*** Input data Section Begins ***

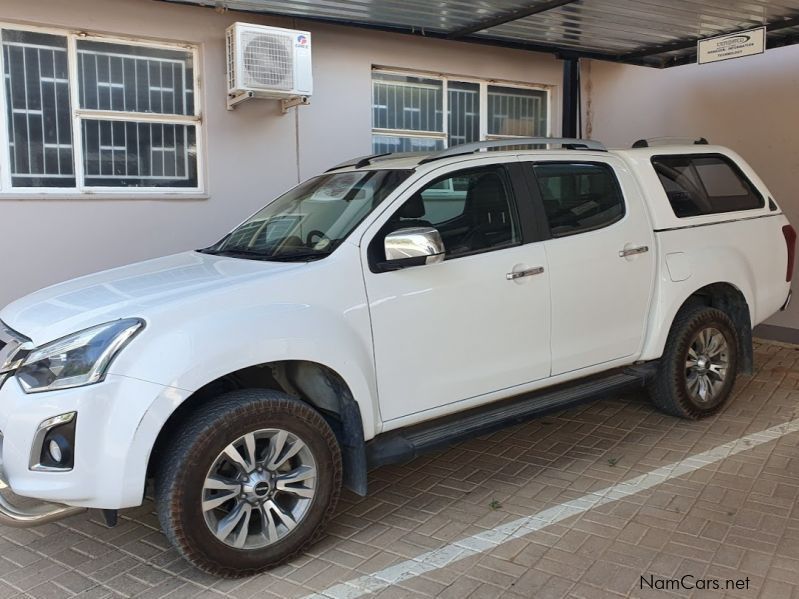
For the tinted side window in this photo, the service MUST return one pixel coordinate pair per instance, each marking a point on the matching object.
(705, 184)
(473, 210)
(579, 197)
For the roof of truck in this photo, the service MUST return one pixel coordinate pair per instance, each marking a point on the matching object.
(638, 169)
(566, 149)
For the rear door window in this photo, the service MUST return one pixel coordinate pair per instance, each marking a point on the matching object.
(701, 184)
(578, 196)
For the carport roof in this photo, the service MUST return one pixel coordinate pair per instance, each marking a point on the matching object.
(658, 33)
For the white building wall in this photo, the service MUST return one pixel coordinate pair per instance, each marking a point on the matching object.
(253, 153)
(748, 104)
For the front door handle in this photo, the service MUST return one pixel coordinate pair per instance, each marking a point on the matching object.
(641, 249)
(527, 272)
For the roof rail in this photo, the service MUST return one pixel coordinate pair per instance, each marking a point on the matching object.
(665, 141)
(362, 161)
(565, 142)
(357, 162)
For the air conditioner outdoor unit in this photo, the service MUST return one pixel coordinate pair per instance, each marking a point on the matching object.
(268, 62)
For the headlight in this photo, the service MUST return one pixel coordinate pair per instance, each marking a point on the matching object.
(78, 359)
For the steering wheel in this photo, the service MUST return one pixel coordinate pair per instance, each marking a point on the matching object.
(314, 237)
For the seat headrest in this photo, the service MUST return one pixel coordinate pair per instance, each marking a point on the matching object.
(487, 192)
(413, 208)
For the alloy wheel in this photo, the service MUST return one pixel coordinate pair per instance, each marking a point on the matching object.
(259, 488)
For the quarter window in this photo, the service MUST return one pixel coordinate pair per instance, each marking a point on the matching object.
(408, 112)
(473, 211)
(85, 113)
(579, 197)
(705, 184)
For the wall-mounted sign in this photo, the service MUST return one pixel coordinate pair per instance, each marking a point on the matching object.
(733, 45)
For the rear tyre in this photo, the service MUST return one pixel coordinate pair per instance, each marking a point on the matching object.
(251, 480)
(699, 364)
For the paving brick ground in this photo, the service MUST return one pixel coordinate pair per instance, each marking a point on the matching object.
(735, 519)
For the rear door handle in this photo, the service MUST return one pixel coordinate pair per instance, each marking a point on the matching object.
(527, 272)
(641, 249)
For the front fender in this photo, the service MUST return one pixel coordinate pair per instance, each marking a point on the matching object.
(198, 350)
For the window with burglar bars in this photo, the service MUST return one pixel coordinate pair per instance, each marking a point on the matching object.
(85, 113)
(408, 111)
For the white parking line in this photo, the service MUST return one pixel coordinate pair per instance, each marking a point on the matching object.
(489, 539)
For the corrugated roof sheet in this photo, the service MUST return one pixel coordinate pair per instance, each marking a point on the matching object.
(652, 32)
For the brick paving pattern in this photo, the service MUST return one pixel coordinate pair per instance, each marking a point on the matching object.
(733, 519)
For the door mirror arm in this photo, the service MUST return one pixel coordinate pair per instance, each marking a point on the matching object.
(413, 246)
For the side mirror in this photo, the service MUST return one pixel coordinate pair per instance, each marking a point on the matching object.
(413, 246)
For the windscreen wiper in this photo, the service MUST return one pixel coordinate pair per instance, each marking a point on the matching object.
(287, 257)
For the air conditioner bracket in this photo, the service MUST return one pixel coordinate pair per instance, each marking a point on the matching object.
(234, 100)
(294, 101)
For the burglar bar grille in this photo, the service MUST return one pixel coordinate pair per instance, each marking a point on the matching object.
(134, 118)
(38, 111)
(115, 81)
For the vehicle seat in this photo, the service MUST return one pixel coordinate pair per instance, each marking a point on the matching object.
(411, 214)
(487, 208)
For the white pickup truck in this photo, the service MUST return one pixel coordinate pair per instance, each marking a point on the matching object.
(393, 304)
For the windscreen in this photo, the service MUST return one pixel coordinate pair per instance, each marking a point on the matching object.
(311, 220)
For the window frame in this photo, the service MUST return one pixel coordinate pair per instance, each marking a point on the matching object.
(446, 78)
(78, 115)
(535, 188)
(736, 169)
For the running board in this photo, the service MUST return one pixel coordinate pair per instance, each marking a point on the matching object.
(405, 444)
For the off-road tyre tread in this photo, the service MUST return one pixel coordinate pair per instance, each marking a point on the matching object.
(667, 388)
(169, 491)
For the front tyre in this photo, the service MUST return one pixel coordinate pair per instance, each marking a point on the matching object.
(251, 480)
(699, 364)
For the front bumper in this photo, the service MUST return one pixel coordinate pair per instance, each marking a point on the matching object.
(117, 423)
(23, 516)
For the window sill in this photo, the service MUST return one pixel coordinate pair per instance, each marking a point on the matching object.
(105, 196)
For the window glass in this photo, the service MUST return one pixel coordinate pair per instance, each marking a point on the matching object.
(410, 103)
(463, 115)
(313, 219)
(396, 143)
(38, 109)
(120, 79)
(132, 78)
(516, 111)
(408, 112)
(705, 184)
(579, 197)
(472, 210)
(133, 154)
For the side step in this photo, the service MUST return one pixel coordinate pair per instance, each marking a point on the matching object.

*** Input data Section Ends ***

● **Activity**: Wherever an image sits in the data, omit it; everything else must be copied exactly.

● **Solution to this exercise**:
For the tinted side window in this photo, the service MUST return one pixel coordinate pair per instance, each marking a point on the matching object.
(705, 184)
(473, 210)
(579, 197)
For the roof of truck in this photo, the service MUST return one pixel coordinate pair per instance, each marking a point on the matching object.
(638, 169)
(566, 149)
For the rear door window in this photo, the service MUST return one pixel coordinate pair per instance, each marking a point on the matching object.
(701, 184)
(578, 196)
For the carport roof in this photo, the service MUST return one pixel coordinate pair per instance, each marking a point on the matching object.
(658, 33)
For the white building wall in this photo, the service MUST return one pixel coordinate pair per instance, each marking a point on the matching object.
(253, 153)
(748, 104)
For the front door handle in this photo, the service MUST return one pixel coordinate pair per instance, each marking a point on the matching object.
(641, 249)
(527, 272)
For the roof rail in this photo, the service MUST return one pixel coordinate pair per instance, each marking a point on the matching object.
(665, 141)
(362, 161)
(565, 142)
(357, 162)
For the air conditioner outdoor unit in this photo, the service MUST return one pixel coordinate pair per instance, each marking a point on the matching object.
(268, 62)
For the headlight in this photo, the service MUST return one pixel coordinate pair per instance, each marking a point on the matching object.
(78, 359)
For the steering wheel in this photo, the service MUST return one pixel coordinate pair per instance, each marking a point on the matching object.
(314, 237)
For the seat headrest in this photo, the service MUST return one pixel coordinate pair per instance, each marking a point on the matching object.
(487, 192)
(413, 208)
For the alloy wheel in this photo, the service MUST return one pixel coordinate pair per instance, each marking a point on the matching object.
(259, 488)
For the quarter window in this photo, the service MUST return one pixel coordinate pair per instance, each marking a point on the matching object.
(408, 112)
(473, 211)
(85, 113)
(579, 197)
(705, 184)
For the wall-mounted sign in this photo, the service MUST return one pixel coordinate pair per instance, each marking a point on the matching object.
(733, 45)
For the rear tyre in this photo, the service MUST return one pixel coordinate pair per instance, each marking a point on the matching object.
(251, 480)
(699, 364)
For the paving brick ground in this photo, the service MUST return one pixel coordinate pair per instance, each marking a point on the matching object.
(735, 519)
For the rear door handle in this photo, the service MUST return one pixel coordinate pair per instance, each marking a point on the matching object.
(527, 272)
(641, 249)
For the front fender in this photo, the service MUST return one pixel coordinate pair per instance, each marking a point on the matching object.
(198, 350)
For the window with burglar bars in this photo, the service MUST return one pixel coordinate pair per instance, each marking a point on the matching object.
(85, 113)
(408, 111)
For the white parking line in this photo, the service MUST return one pixel coordinate pair per instance, each marking a point on the matching object.
(489, 539)
For the corrugated roof sheet in this photo, the service MUST return one pixel coordinate pair per instance, each marking a point on the matching object.
(652, 32)
For the brick paving pattern in this photo, the service MUST return one pixel coordinate pair per instance, each marking a point on the matching object.
(733, 519)
For the door mirror arm in this photo, the service MUST return one pixel coordinate pair per instance, each marking a point on the matching object.
(413, 246)
For the side mirror in this photo, the service MUST return one pixel coordinate pair per instance, each marking a point on the matching object.
(413, 246)
For the windscreen wiper in this photo, the service MUST return one pixel coordinate pair per instance, each marking a point on the matching object.
(287, 257)
For the air conditioner bracket in this photo, the service MUST return one pixel coordinate pair per instance, each marking a point on the matching object.
(234, 100)
(294, 101)
For the burglar bar grille in this photo, the service MUST return one pixel coordinate pair per instance, each marking a point on the matching object.
(134, 118)
(38, 111)
(115, 81)
For the vehicle seat in this photo, the service MUST return one pixel coordinate pair per instance, each marking a point on the matching object.
(411, 214)
(487, 208)
For the white pickup truck in this photo, the service MUST return one pixel coordinate pair per instance, each marking a point on the matching object.
(393, 304)
For the windscreen in this photo, the service MUST return one pixel coordinate pair per instance, each marking a point on the matching object.
(311, 220)
For the window frame in this photo, the service MUST return one pixel coordinate pair per instance, each marking a point on the matching object.
(446, 78)
(78, 115)
(535, 188)
(736, 169)
For the running board in this photo, the service MUST return one pixel coordinate pair per instance, each marking a point on the matching object.
(405, 444)
For the off-road tyre tread in this photo, the service MUST return one pixel coordinate pair per instance, each marking a point on the matching object.
(667, 388)
(169, 491)
For the front tyre in this photo, the service MUST return one pixel coordinate pair per instance, each marking a point on the matching object.
(251, 480)
(699, 364)
For the front bumper in this photo, the service MUST return one pixel coordinate pair per instance, each marking a point on the matching object.
(117, 423)
(23, 516)
For the window sill in this photo, the service MUST return one pixel coordinate pair per instance, each marking a point on the matching object.
(105, 196)
For the window glass in this photo, the service MUST return one pixel coordinate pair per instance, each marking a point on the matching object.
(410, 103)
(463, 115)
(313, 219)
(396, 143)
(38, 109)
(120, 79)
(132, 78)
(516, 111)
(408, 112)
(705, 184)
(579, 197)
(472, 210)
(133, 154)
For the side step in this photo, the service MUST return one pixel coordinate pair per instance, each marking a point on the matching object.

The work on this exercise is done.